[TEXT EXTRACT]
Variation in USB Audio Latency
Introduction
Not all usb sound devices are made the same with respect to latency, and the difference matters quite a lot if you hope to use your audio interface for real-time effects.
This post will show two cards with widely varying latency on Linux and Jack, but many of the concepts apply to other platforms as well.
Latency is not Throughput
It’s easy to find specs associated with audio interfaces that relate to “speed”. Knowing that your audio interface supports USB3 which can transmit data at 5000mbps won’t help you evaluate latency, though, and throughput isn’t generally interesting when evaluating an audio interface.
In theory, a high-throughput interface allows you to record more simultaneous tracks at higher bit-depths and higher-sample rates. Throughput limits were important in the early days of USB1.1 interfaces, when the 12mpbs of shared throughput could only support half-a-dozen hardware channels before saturating the USB1.1 bus. Those concerns are no longer an issue with modern audio interfaces, though. USB2, USB3, Firewire, Thunderbolt, and PCI all have more than enough throughput to handle many tens of channels of simultaneous audio at the highest bit-depths and sample-rates available. Audio manufacturers also design their interfaces so that you don’t have to think about throughput by matching channel counts to the available bandwidth. Throughput specs are easy to advertise, but they just don’t matter for an audio interface.
Round-trip latency is what you need to be concerned about if you intend to use your audio interface for real-time effects or synthesis. These specs are often much harder to come by, although some manufacturers like Focusrite do advertise their best-case measured latency. There is a great deal of variation in performance with regard to latency, and it varies not just from card to card, but from computer to computer depending on what operating system you run and how it’s configured. For some applications (like podcasting) the difference almost certainly doesn’t matter. For other applications (like real-time effects) the difference is almost certainly going to be both audible and distracting. I’m no expert on psychoaccoustics, but my impression (based on reading and listening) is that ~15ms is a good rule of thumb for when audio latency becomes distracting. Even among interfaces targeted at musicians, it’s common for audio interfaces to vary between 5ms and 30ms, which means some of them induce distracting amounts latency.

[Image point annotation entries]
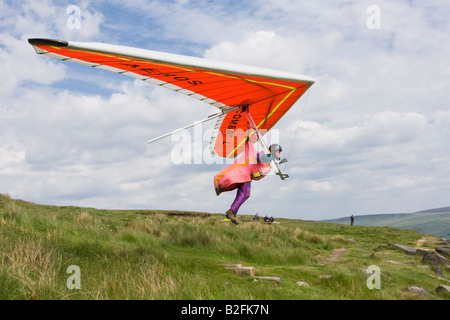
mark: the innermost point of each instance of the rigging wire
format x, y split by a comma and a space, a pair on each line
295, 134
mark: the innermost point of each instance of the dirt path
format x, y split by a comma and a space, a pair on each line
337, 253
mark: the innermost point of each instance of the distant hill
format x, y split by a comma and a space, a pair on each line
65, 252
443, 209
431, 221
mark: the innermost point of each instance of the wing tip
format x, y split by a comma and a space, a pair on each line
48, 42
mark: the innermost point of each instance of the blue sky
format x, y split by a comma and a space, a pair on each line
371, 136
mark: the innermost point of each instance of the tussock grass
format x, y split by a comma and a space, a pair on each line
150, 255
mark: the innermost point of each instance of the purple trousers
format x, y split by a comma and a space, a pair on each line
242, 195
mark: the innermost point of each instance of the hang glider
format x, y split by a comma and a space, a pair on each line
265, 94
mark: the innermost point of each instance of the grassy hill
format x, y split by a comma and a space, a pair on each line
433, 221
144, 254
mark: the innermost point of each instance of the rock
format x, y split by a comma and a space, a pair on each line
419, 290
245, 271
435, 258
441, 288
240, 270
277, 279
303, 284
444, 251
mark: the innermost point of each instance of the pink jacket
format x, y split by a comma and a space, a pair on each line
244, 169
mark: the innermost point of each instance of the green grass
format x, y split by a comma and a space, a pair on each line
151, 255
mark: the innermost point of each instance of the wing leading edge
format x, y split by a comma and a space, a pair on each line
268, 93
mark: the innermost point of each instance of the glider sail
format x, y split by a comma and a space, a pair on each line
266, 94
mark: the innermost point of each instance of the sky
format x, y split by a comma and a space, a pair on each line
371, 136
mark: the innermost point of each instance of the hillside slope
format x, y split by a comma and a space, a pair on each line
51, 252
436, 221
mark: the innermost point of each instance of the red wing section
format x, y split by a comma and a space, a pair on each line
268, 98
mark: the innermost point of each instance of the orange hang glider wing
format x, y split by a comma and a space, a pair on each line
269, 94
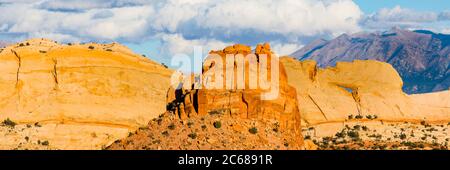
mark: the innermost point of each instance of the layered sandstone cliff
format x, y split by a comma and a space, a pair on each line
241, 103
369, 89
77, 96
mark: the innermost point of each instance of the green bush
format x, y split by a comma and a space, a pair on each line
253, 130
217, 124
171, 126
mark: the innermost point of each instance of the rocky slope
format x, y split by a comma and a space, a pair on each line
76, 96
421, 57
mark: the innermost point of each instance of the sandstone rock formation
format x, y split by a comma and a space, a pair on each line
366, 88
421, 57
243, 103
81, 96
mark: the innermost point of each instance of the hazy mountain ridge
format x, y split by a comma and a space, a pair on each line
421, 57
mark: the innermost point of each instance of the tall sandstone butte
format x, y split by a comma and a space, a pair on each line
83, 96
365, 88
240, 103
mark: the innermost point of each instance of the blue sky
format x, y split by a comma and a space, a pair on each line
162, 28
371, 6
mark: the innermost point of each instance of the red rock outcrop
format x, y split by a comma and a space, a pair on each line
244, 103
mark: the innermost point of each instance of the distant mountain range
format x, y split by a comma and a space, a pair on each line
421, 57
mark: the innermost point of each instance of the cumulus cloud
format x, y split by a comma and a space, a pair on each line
180, 23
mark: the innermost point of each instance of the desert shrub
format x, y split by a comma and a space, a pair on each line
253, 130
353, 134
171, 126
365, 128
165, 133
402, 136
193, 135
45, 143
8, 122
190, 124
350, 117
37, 124
340, 134
217, 124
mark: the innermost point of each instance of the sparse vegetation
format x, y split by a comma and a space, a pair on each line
8, 122
171, 126
253, 130
45, 143
217, 124
193, 135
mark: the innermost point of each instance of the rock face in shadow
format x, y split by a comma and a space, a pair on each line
83, 96
422, 58
367, 89
240, 103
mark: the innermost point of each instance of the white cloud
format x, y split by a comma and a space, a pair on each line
181, 24
403, 17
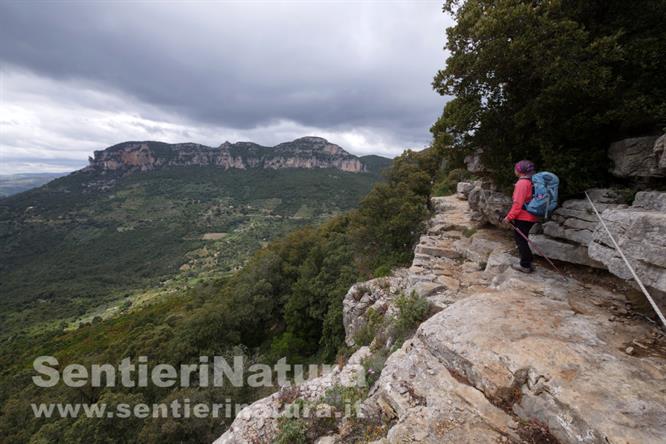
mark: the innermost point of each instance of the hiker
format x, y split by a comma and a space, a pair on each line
519, 217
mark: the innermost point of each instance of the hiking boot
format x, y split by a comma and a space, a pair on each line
522, 269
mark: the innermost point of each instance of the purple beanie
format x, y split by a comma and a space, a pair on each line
525, 167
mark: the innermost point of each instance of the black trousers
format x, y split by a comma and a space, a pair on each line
526, 256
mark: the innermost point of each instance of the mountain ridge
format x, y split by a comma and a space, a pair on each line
305, 152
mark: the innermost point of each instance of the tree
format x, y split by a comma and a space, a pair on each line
552, 80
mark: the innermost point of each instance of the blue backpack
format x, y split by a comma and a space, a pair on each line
544, 194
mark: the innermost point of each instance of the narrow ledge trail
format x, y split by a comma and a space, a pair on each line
507, 357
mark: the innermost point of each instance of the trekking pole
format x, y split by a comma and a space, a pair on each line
537, 250
631, 269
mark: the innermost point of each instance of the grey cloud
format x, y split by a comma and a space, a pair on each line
328, 65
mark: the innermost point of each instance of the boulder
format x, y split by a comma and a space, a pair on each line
488, 205
564, 251
641, 234
571, 228
637, 157
463, 189
650, 200
473, 162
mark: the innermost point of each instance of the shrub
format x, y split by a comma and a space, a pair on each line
369, 330
412, 310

[REQUIREMENT A] According to the USB audio latency article, which manufacturer advertises its best-case measured latency?
[REQUIREMENT B] Rewrite the passage of the USB audio latency article that begins at the words "This post will" and stops after "evaluating an audio interface.", with "Jack" swapped for "PipeWire".
[REQUIREMENT C] Please extend the USB audio latency article onward from the point where it ends.
The data here were drawn from a different source than the text.

[WRITTEN ANSWER A] Focusrite.

[WRITTEN ANSWER B]
This post will show two cards with widely varying latency on Linux and PipeWire, but many of the concepts apply to other platforms as well.
Latency is not Throughput
It’s easy to find specs associated with audio interfaces that relate to “speed”. Knowing that your audio interface supports USB3 which can transmit data at 5000mbps won’t help you evaluate latency, though, and throughput isn’t generally interesting when evaluating an audio interface.

[WRITTEN ANSWER C]
Impact of Latency
- Podcasting: Non-musical voice recording can tolerate a relatively large amount of latency. I haven’t encountered any hardware that isn’t suitable for this purpose, and I wouldn’t worry about latency if this is your use-case.
- Real-time Effects: Playing an instrument live, routing the audio signal into your interface, processing it with plugins, and then outputting it to headphones/speakers is the most demanding use-case in terms of latency… and also the most subjective. Some musicians may not notice 20ms of latency, others might. Even the same musician might not notice when playing a pad synth with a soft attack, and then be distracted by the same latency during a piano part. If your hardware isn’t capable of achieving sub-20ms latency, it’s likely you’ll hit some situation where someone notices and is distracted. Not all USB interfaces are capable of hitting that bar (probably most fail at it).
- Soft-synths: Synthesis has an advantage over real-time effects in that it is effected only by output latency, and is not effected by audio input latency. While soft-synths are subject to midi-input latency when played from an external midi-based controller, that latency is usually much less than audio input latency. Interfaces with 25ms-30ms of round-trip latency as measured by jack_iodelay may still be able to achieve consistently acceptable latency for soft-synths.
- Multi-Track Music Recording: When overdubbing multiple audio
tracks, you often end up wanting to do soft-synths or real-time
effects, in which case the above advice applies. For more basic
multi-track recording, you can:
- Monitor input directly (many interfaces have a direct/hardware monitoring switch or dial, or you can use an external mixer).
- Have Jack compensate output timings based on the end-to-end round-trip latency measured by jack_io_delay. See the Ardour Manual and this Ardour Community Thread for details.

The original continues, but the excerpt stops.